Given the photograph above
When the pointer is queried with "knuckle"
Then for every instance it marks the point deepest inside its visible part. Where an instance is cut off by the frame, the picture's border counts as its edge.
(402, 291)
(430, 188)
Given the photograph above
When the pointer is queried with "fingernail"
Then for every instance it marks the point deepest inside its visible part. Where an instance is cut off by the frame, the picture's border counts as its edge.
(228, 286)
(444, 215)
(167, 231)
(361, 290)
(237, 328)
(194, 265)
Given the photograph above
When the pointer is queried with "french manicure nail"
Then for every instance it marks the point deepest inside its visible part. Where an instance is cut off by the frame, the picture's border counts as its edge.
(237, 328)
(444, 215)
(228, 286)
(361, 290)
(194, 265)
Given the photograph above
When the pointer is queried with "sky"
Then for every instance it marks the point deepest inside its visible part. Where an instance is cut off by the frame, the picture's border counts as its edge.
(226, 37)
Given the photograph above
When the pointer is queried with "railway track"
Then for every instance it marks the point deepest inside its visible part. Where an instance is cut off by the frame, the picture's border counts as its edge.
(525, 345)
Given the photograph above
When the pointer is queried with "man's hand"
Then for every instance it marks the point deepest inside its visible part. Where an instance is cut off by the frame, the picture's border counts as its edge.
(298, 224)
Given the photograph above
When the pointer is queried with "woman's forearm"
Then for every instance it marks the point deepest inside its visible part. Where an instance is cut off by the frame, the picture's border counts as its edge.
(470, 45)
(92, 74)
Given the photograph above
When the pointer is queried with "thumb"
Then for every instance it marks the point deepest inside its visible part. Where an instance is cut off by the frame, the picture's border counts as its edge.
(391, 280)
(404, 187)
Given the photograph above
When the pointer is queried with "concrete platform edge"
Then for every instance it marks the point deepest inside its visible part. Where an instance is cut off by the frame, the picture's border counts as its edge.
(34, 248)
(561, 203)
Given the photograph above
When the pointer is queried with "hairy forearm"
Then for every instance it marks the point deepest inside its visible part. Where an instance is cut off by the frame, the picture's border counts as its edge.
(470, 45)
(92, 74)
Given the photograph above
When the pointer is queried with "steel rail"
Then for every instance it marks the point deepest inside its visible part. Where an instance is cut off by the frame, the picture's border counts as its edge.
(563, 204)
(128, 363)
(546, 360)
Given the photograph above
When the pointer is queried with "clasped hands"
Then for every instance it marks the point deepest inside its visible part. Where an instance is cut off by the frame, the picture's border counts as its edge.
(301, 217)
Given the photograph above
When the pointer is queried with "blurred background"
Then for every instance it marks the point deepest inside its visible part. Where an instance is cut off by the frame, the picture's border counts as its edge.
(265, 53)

####################

• **Directions for this task**: Transcribe the entire listing above precisely.

• **Answer to the problem**:
Given the photograph above
When the pointer is queried with "knuckle"
Then for every instance it marks the point deepest inside its visible part. Where an instance is cut off by the frame, the picture's border counts as its edge.
(402, 291)
(430, 188)
Given the photograph above
When the pointer is queried with "fingernail"
Then for every instance it marks the point deepest inside its visible part. Where an instance is cut off by the frame, the picture's border counts as its edge.
(228, 286)
(444, 215)
(167, 231)
(361, 290)
(237, 328)
(194, 265)
Given the photograph above
When the pointer is queried with "french manicure nail"
Then for every instance it marks the point deepest inside its visible part. Where an instance is cut off by the frame, the picture's border counts as its edge.
(237, 328)
(444, 215)
(228, 286)
(361, 290)
(194, 265)
Given the photograph above
When the pointer is queried with "sky"
Then for every instance it marks the point deepest inside its visible part. Where an instance is cut off by the frame, the picture's border counts as its edge.
(226, 37)
Given the photograph above
When the pointer is queried with "railway track"
Then for every instance it marks the point deepest inside its visible part. Where an instance is cut off by the frame, the picture's border counts as its edge.
(525, 345)
Given the photograph above
When the pointer is queried with "man's hand"
Then for every instance it marks the point deepest inside its visible part. Where an instance is cut off by the frame, the picture's border counts as its edge.
(298, 224)
Given the photograph above
When the pointer is queried with "woman's forearm"
Then for every instance it marks the point deepest inside its visible part. Where an instance is cut off by the frame, the picture's border counts as its edge.
(470, 45)
(92, 74)
Given the photograph above
When the pointer is queried with "thumb"
Then for every instance it marks the point deepest inside its visible part. Where an instance is cut off by the frame, the picture's border counts as its edge.
(391, 280)
(404, 187)
Given the photograph above
When the pointer is queried with "concrete platform edge"
Then for every instance it marks the point deepest inside its visible part. Where an instance is cut off by the frame, the picture's border counts as its edge.
(34, 248)
(561, 203)
Given the photograph above
When the pointer is queried with "hairy forearm"
Then for every instance it marks the point deepest inside its visible part. Where an instance is cut off by the frame, the picture's border counts as its edge.
(470, 45)
(92, 74)
Given the photograph above
When the pointer is queried with "steel rail"
Then for every instance it marks the point deepest inside its visible part. Where an instance is cut off by the frame, the picture's border counts as its edge.
(563, 204)
(128, 363)
(546, 360)
Given the photograph above
When the pointer is queried with "clasped hands"
Then for every instance it marks the point deepest inside its visible part. Where an instance is cut off by the frame, the picture's border counts as its edge.
(301, 217)
Given the photograph above
When the pointer is queried with "blurred background"
Then for every instance it marks the point deepest inside its visible part. Where an instance is cut off by the frame, the picture's border counts as its edge.
(265, 53)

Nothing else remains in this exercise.